Task input =>
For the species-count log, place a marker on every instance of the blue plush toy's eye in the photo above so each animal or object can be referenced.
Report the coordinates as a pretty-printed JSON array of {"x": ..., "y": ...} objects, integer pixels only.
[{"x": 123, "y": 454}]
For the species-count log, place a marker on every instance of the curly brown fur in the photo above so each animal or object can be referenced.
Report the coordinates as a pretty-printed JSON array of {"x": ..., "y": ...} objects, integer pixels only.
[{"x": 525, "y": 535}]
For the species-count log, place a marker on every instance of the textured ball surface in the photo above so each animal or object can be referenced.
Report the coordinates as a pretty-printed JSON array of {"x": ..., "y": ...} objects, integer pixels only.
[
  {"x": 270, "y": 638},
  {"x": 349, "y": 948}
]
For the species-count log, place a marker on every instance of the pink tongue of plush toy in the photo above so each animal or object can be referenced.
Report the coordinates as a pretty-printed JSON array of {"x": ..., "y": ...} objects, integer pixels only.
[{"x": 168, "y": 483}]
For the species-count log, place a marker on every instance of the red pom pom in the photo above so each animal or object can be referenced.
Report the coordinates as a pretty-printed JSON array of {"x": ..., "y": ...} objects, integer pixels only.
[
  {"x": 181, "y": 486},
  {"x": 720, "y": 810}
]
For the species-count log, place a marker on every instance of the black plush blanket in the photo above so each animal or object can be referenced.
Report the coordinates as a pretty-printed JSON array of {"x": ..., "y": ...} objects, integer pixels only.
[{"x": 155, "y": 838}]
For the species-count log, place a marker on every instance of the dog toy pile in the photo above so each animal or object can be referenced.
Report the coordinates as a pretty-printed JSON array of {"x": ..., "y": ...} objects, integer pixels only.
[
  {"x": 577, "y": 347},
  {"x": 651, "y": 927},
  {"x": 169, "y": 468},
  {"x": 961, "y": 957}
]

Your objective => Give back the entire listing above, matching every line exactly.

Result of the task =>
For the species-count log, place a marker on every instance of the blue plush toy's eye in the photo above so each animal or object can be referenced.
Report the coordinates as a pretty-printed JSON array of {"x": ..., "y": ...} objects, integer pixels only.
[{"x": 123, "y": 454}]
For the species-count log, place a marker on every instance of the curly brown fur in the photo above so each animal or object can be referenced.
Report the coordinates as a pretty-printed JSON array of {"x": ..., "y": ...} objects, integer pixels only.
[{"x": 525, "y": 535}]
For the species-count log, place a marker on every instance of the textured ball surface in the photo above so each animal or object can be referenced.
Report the coordinates as a pretty-printed JSON array of {"x": ..., "y": ...} objects, integer pixels only.
[
  {"x": 270, "y": 638},
  {"x": 349, "y": 948}
]
For the species-count log, place a marker on every instance of the pink tongue of plush toy in the photo above so each animal or object can be referenced.
Report the coordinates as a pretty-printed JSON array of {"x": ..., "y": ...} objects, integer pixels only.
[{"x": 168, "y": 483}]
For the species-count log, place a marker on every instance of the red pom pom in the photo above so each animal or object can be referenced.
Report the coordinates as a pretty-printed JSON array of {"x": ..., "y": ...} objects, integer pixels only.
[
  {"x": 181, "y": 486},
  {"x": 720, "y": 810}
]
For the species-count log, place a marker on every instance of the black plush blanket in the photo above so each animal or object can be referenced.
Report the coordinates as a pretty-printed JSON array of {"x": ..., "y": ...} objects, integer pixels only.
[{"x": 155, "y": 838}]
For the species-count log, place a marker on every instance of the dog toy pile in the photo above so each animal or object can be referenced.
Report the coordinates as a pretty-printed JSON array of {"x": ..., "y": ...} objects, integer pixels only.
[
  {"x": 577, "y": 347},
  {"x": 651, "y": 927},
  {"x": 169, "y": 468},
  {"x": 961, "y": 957}
]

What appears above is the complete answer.